-- Work to do --
**a.** In the Philip K. Dick audiobook post, write out the passage starting at "The first was" and ending at "of the world.", swapping "veteran" for "seasoned".
**b.** Answer these questions from the Philip K. Dick audiobook post:
(i) Who read the audiobook of The Second Variety?
(ii) Who read Mr. Spaceship on Librivox?
(iii) What work was being done while the audiobooks played?

-- Selected text --
···
Yesterday and today were spent cleaning up downed trees in the neighborhood, and I listened to two Librivox audiobooks of Philip K. Dick while I worked.

The first was the retro Hugo award-winning The Second Variety, and the audiobook was read by veteran reader Gregg Margarite.  It is set in a post-nuclear-exchange Cold War, and as is usual, it features questions of identity and reality among the characters and their view of the world.

The second was the planetary war story Mr. Spaceship, and again well-read by Phil Chenevert on Librivox.  It is set on an Earth under attack by aliens, although it is also very much like the other work, in that the Earth is not at all different from New York City of the Eisenhower era.

I really want to like Dick's work, and so I seek out his stuff as it becomes available, especially in these well-performed audiobooks.  But the writing of his early stuff is so very clearly written or edited for a 1950s or 1960s audience of Popular Science Magazine readers and Boy Scouts that it is hard to get past the "Gee, Whillikers, Batman!" of the tone.  Also, if you boil down a lot of his novelettes, you get 5% action, 5% ideas, and about 90% descriptions of people saying what they are doing, and then commenting on how odd the thing they are doing is.  Later novels are not nearly as bad as that in terms of filler, but his early stuff is rough going.
···
-- Information supplied --
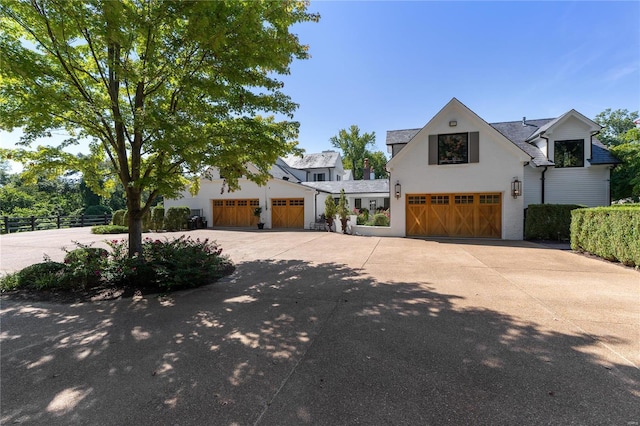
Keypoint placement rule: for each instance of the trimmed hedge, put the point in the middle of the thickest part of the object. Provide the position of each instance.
(177, 218)
(549, 221)
(109, 229)
(612, 233)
···
-- Answers to the problems --
**a.**
The first was the retro Hugo award-winning The Second Variety, and the audiobook was read by seasoned reader Gregg Margarite.  It is set in a post-nuclear-exchange Cold War, and as is usual, it features questions of identity and reality among the characters and their view of the world.

**b.**
(i) Gregg Margarite
(ii) Phil Chenevert
(iii) Cleaning up downed trees in the neighborhood